▸ WHAT THE TASK ASKS
Return every line of the entries below that contains the word "orange", copied in full.

(Saved entries)
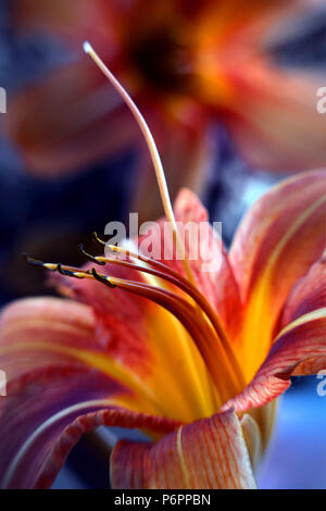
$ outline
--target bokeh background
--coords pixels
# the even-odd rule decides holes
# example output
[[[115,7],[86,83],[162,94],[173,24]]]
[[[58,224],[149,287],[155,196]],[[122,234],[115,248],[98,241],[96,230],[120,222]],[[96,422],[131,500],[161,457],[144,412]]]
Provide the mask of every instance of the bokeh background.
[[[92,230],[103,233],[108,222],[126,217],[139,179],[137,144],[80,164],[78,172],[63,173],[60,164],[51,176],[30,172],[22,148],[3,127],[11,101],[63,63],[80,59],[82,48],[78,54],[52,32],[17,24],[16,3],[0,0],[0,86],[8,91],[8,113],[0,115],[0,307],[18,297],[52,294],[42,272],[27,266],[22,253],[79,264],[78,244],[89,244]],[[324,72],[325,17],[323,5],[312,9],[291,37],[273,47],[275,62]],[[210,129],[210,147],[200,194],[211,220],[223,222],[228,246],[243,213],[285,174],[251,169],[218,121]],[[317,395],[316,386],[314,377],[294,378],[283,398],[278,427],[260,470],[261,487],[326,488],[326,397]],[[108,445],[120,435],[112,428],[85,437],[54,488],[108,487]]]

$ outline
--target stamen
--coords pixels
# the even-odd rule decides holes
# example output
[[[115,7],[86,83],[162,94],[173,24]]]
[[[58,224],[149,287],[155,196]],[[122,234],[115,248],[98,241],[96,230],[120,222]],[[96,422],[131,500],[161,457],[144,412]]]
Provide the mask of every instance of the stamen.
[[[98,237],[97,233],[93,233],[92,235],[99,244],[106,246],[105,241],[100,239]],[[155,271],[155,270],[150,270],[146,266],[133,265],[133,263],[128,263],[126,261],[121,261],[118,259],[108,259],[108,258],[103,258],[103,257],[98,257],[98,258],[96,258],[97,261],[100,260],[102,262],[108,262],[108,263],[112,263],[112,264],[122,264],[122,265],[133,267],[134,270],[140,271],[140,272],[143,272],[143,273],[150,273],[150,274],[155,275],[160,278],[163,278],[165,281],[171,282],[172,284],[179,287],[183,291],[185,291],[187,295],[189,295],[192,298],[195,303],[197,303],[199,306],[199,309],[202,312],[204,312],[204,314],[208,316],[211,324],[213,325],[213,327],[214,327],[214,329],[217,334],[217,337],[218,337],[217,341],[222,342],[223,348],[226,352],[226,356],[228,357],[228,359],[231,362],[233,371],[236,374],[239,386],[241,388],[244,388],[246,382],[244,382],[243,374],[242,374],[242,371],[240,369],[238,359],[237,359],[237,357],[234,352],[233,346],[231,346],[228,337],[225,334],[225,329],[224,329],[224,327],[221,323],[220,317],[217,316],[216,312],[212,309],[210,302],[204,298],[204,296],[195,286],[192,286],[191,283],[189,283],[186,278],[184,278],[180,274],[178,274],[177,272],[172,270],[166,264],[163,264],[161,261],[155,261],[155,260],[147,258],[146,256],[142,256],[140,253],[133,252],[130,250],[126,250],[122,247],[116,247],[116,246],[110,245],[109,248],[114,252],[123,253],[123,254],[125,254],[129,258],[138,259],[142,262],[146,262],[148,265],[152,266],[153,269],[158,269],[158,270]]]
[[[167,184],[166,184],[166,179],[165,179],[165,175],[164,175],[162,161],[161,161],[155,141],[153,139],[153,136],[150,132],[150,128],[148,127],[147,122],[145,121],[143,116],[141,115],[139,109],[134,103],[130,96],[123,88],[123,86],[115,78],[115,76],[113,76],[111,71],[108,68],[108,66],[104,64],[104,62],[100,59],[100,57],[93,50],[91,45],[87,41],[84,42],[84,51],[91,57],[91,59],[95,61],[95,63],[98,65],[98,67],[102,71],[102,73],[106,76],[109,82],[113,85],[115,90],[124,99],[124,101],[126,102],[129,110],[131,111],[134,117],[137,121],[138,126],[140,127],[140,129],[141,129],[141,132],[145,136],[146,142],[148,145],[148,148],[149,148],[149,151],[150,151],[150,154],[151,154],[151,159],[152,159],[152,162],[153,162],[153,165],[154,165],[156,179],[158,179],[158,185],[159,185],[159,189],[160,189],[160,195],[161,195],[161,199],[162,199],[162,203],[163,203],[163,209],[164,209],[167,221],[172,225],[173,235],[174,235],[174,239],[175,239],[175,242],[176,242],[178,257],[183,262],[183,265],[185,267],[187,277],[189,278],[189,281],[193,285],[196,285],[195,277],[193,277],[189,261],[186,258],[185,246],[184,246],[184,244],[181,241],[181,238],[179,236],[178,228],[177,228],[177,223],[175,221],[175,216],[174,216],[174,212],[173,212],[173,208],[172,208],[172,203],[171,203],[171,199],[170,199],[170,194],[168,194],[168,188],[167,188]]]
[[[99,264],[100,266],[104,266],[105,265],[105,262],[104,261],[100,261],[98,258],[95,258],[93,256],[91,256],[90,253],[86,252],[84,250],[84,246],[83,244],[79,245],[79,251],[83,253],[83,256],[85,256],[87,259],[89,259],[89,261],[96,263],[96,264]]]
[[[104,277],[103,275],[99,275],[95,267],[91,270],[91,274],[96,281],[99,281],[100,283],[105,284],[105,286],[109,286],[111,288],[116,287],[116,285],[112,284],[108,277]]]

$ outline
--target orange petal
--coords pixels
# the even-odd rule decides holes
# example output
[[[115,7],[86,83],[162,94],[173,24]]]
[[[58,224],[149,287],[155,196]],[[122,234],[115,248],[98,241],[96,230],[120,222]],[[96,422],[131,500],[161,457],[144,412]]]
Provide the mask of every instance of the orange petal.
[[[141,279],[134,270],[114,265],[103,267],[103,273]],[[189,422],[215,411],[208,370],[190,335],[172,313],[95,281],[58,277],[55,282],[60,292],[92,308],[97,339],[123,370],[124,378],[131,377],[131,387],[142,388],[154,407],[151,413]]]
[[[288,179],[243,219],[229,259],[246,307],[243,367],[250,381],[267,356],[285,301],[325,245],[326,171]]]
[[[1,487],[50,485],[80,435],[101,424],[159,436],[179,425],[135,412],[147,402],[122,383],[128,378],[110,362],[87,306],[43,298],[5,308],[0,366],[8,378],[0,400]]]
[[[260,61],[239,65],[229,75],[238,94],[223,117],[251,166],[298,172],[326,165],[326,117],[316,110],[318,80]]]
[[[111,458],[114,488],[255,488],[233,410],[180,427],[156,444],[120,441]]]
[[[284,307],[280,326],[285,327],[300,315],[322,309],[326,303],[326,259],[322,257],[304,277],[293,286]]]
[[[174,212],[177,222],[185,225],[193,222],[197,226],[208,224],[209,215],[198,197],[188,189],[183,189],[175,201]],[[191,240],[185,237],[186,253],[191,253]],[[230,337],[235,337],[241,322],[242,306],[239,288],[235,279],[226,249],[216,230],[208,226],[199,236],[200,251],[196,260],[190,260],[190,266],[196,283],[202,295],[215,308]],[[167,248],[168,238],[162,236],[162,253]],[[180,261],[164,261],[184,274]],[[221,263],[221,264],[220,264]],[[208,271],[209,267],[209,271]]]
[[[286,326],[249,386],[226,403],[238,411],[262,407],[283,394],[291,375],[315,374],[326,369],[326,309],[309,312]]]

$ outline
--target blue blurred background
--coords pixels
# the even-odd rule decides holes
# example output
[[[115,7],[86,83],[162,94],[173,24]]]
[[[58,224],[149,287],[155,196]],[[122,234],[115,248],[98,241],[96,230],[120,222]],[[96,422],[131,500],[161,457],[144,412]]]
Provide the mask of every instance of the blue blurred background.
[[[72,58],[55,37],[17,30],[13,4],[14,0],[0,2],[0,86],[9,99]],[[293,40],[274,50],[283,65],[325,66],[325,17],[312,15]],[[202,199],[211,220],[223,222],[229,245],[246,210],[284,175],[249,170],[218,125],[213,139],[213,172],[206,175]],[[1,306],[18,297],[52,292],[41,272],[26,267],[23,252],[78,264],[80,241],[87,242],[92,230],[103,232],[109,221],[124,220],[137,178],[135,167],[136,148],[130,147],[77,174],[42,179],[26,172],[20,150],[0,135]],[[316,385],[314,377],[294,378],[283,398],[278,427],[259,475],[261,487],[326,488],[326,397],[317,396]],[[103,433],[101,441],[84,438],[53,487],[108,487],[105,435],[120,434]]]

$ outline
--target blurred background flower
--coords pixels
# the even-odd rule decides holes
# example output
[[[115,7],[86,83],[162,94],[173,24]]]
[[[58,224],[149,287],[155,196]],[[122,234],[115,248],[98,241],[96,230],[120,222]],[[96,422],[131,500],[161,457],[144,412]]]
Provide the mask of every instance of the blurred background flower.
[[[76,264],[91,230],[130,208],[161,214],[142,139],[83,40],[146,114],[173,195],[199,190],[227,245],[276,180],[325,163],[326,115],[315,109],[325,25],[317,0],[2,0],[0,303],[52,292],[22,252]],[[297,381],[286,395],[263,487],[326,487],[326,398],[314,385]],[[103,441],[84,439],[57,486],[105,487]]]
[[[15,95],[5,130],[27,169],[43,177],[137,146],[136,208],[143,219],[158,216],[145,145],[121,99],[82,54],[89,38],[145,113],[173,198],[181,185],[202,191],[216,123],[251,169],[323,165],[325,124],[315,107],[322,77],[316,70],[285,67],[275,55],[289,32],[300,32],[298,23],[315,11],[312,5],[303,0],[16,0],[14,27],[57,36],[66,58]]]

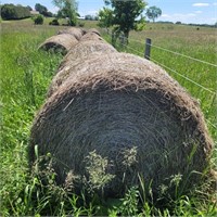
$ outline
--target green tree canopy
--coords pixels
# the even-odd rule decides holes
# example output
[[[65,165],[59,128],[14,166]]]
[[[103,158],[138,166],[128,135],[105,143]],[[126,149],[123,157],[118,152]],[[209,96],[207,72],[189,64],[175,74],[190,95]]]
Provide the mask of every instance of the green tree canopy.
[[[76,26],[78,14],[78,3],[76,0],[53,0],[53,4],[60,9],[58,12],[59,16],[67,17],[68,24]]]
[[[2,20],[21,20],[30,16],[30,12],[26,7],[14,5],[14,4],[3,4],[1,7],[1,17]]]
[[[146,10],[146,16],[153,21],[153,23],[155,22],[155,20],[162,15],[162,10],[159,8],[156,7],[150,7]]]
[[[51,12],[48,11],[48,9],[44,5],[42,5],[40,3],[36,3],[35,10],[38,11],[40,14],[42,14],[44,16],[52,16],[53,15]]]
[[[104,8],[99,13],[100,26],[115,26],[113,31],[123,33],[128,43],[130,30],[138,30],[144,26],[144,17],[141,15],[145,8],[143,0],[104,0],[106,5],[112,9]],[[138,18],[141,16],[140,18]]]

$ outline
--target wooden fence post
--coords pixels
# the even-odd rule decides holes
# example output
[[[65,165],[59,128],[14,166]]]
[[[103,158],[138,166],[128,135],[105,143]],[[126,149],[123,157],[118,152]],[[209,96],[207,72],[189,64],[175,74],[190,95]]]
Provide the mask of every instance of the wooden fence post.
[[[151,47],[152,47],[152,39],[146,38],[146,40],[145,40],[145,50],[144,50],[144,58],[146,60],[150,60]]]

...

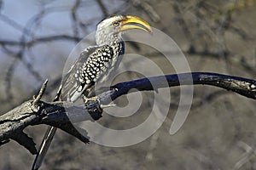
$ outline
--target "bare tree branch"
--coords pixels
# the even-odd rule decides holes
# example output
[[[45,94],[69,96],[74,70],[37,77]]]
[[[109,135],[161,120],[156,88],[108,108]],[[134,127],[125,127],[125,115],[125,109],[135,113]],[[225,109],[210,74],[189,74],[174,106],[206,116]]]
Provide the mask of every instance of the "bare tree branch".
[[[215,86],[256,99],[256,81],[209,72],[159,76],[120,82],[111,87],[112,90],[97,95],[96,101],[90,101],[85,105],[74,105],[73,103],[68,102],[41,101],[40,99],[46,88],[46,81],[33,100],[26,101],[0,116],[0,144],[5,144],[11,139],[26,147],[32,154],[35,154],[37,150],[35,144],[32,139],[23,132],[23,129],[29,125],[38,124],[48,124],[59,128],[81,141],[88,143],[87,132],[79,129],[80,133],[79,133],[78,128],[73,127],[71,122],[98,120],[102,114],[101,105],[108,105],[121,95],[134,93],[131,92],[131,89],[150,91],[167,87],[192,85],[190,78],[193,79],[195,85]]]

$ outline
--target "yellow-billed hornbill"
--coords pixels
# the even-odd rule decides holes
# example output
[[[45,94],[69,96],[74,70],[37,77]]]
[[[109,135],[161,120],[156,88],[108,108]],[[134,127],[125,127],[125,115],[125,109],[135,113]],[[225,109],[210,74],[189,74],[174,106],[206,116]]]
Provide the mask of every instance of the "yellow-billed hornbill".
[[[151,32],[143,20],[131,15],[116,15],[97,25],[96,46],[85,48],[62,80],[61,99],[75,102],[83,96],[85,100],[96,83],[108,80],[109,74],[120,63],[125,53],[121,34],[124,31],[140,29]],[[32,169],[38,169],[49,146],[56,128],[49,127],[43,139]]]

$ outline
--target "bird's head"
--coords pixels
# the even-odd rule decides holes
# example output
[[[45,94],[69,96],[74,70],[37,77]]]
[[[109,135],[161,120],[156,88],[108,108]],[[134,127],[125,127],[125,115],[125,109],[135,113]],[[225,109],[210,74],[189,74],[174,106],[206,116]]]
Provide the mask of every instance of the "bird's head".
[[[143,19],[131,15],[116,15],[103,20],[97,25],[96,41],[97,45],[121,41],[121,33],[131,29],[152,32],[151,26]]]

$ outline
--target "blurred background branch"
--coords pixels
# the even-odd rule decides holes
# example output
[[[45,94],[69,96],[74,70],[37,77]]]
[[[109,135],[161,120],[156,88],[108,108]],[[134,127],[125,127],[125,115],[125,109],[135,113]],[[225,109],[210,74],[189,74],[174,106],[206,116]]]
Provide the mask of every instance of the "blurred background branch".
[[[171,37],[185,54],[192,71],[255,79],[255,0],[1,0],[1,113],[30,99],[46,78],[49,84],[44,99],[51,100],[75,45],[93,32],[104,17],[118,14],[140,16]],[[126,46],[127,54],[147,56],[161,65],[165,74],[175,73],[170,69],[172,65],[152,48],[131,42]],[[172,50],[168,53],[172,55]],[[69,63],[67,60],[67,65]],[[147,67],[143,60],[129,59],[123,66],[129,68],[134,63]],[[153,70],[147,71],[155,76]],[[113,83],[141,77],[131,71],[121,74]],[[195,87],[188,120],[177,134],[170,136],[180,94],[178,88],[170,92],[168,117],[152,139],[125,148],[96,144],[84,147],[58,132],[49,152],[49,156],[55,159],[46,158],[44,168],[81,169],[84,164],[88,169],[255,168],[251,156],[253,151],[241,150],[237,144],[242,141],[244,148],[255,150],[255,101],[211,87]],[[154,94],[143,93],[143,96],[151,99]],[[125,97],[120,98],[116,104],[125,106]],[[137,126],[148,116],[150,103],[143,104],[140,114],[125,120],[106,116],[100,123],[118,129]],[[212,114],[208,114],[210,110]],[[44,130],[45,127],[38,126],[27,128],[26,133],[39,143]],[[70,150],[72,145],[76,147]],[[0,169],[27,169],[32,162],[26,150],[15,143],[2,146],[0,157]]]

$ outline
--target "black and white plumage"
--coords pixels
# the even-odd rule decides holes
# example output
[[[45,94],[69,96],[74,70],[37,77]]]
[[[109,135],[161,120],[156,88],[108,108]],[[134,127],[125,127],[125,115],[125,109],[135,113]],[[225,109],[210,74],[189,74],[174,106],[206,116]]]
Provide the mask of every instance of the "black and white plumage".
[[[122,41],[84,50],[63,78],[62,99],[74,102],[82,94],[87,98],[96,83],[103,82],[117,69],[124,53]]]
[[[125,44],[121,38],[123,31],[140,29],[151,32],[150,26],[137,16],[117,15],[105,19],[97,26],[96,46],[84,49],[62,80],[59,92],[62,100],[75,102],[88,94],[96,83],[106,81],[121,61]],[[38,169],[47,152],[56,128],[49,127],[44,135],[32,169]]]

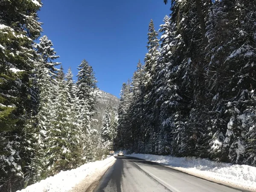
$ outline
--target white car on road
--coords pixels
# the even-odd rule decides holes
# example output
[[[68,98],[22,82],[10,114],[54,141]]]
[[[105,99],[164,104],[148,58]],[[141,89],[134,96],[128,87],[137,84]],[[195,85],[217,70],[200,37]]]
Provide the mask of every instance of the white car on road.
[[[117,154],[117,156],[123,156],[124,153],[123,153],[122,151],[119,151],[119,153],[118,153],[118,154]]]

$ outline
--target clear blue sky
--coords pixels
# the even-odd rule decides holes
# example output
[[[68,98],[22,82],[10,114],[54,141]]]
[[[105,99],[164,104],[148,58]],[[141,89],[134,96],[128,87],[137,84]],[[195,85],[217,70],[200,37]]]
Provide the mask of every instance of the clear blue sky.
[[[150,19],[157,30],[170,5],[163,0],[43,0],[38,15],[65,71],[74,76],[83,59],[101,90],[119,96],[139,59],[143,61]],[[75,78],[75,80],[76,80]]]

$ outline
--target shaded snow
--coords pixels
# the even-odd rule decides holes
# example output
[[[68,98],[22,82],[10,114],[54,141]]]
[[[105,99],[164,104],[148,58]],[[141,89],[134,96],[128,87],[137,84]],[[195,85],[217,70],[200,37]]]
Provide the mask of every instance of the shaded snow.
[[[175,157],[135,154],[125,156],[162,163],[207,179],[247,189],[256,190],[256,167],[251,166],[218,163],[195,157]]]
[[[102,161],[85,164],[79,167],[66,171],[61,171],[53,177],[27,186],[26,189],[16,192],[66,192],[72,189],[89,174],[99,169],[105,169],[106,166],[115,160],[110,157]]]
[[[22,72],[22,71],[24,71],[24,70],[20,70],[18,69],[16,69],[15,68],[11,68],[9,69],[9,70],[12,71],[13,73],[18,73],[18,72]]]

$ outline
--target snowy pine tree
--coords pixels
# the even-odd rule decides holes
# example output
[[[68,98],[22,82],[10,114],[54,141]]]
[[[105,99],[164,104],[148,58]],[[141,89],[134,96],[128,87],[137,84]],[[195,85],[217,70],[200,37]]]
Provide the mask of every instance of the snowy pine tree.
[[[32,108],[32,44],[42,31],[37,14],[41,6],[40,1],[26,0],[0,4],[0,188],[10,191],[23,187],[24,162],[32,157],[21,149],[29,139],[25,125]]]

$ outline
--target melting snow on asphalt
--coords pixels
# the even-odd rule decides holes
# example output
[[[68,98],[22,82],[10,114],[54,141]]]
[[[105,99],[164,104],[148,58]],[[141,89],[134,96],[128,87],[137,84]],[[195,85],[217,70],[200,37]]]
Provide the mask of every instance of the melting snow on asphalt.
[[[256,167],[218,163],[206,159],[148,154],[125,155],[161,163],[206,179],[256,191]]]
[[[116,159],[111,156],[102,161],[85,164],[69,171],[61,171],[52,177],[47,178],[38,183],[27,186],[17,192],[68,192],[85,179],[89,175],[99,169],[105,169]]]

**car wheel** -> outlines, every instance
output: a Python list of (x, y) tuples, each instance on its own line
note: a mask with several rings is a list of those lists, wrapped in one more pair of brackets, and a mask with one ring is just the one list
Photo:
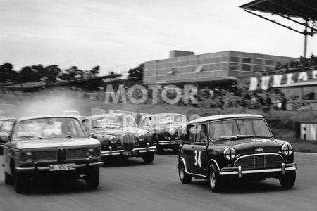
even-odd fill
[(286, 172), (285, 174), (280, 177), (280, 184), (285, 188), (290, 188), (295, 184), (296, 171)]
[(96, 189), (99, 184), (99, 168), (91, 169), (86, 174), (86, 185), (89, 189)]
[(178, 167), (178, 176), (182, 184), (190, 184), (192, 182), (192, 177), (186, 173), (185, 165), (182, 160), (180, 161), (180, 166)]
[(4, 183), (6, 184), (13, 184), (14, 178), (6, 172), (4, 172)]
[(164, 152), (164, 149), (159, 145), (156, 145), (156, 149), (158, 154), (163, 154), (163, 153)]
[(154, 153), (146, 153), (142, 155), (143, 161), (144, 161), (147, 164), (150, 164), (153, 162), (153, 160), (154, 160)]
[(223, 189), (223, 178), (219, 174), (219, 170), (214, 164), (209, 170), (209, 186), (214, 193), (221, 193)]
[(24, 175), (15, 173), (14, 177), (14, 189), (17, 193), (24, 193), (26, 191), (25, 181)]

* * *

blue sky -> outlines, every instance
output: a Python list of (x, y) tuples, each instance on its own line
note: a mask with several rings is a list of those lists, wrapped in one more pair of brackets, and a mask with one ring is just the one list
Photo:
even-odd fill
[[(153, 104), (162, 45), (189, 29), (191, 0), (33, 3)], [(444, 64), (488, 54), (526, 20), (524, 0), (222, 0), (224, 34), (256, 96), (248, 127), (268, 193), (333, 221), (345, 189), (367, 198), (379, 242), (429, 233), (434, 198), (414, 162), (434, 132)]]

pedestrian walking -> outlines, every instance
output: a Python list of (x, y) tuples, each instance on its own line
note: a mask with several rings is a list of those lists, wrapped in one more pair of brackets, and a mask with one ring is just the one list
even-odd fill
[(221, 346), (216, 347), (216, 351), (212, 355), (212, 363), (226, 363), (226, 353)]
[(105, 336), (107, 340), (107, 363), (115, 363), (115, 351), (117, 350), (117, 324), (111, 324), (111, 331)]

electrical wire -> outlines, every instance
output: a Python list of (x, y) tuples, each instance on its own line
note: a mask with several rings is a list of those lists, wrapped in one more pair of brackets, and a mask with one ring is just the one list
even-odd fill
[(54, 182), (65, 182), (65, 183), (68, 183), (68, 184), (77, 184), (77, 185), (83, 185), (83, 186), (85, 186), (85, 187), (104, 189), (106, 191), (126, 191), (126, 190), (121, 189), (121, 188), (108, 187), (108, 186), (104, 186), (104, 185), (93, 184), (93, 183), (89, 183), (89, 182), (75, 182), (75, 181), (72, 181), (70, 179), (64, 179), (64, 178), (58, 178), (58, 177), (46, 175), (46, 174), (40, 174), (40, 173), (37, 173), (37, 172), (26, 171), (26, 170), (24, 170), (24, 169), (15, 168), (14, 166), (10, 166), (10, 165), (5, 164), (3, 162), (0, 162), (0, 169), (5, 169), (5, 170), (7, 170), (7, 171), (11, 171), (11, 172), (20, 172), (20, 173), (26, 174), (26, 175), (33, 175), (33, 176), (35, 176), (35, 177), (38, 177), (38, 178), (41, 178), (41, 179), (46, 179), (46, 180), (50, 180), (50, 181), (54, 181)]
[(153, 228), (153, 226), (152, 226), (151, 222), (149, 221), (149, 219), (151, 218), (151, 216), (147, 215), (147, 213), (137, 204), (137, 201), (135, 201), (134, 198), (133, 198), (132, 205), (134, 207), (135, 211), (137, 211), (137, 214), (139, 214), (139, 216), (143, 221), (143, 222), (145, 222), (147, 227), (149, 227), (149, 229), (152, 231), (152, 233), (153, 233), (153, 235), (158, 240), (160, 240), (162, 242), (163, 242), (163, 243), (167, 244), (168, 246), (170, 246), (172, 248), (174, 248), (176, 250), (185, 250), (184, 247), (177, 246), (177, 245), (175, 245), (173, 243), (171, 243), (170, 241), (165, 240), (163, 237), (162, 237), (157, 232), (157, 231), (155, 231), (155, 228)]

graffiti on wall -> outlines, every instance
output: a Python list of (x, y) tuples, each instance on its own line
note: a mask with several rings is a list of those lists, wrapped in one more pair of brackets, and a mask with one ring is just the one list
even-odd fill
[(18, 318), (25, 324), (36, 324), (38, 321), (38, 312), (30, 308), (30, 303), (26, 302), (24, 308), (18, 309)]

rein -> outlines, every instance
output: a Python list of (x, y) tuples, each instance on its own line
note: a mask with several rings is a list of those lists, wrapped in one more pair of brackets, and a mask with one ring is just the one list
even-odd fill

▸ TASK RESPONSE
--target orange petal
Provide the mask of every instance of the orange petal.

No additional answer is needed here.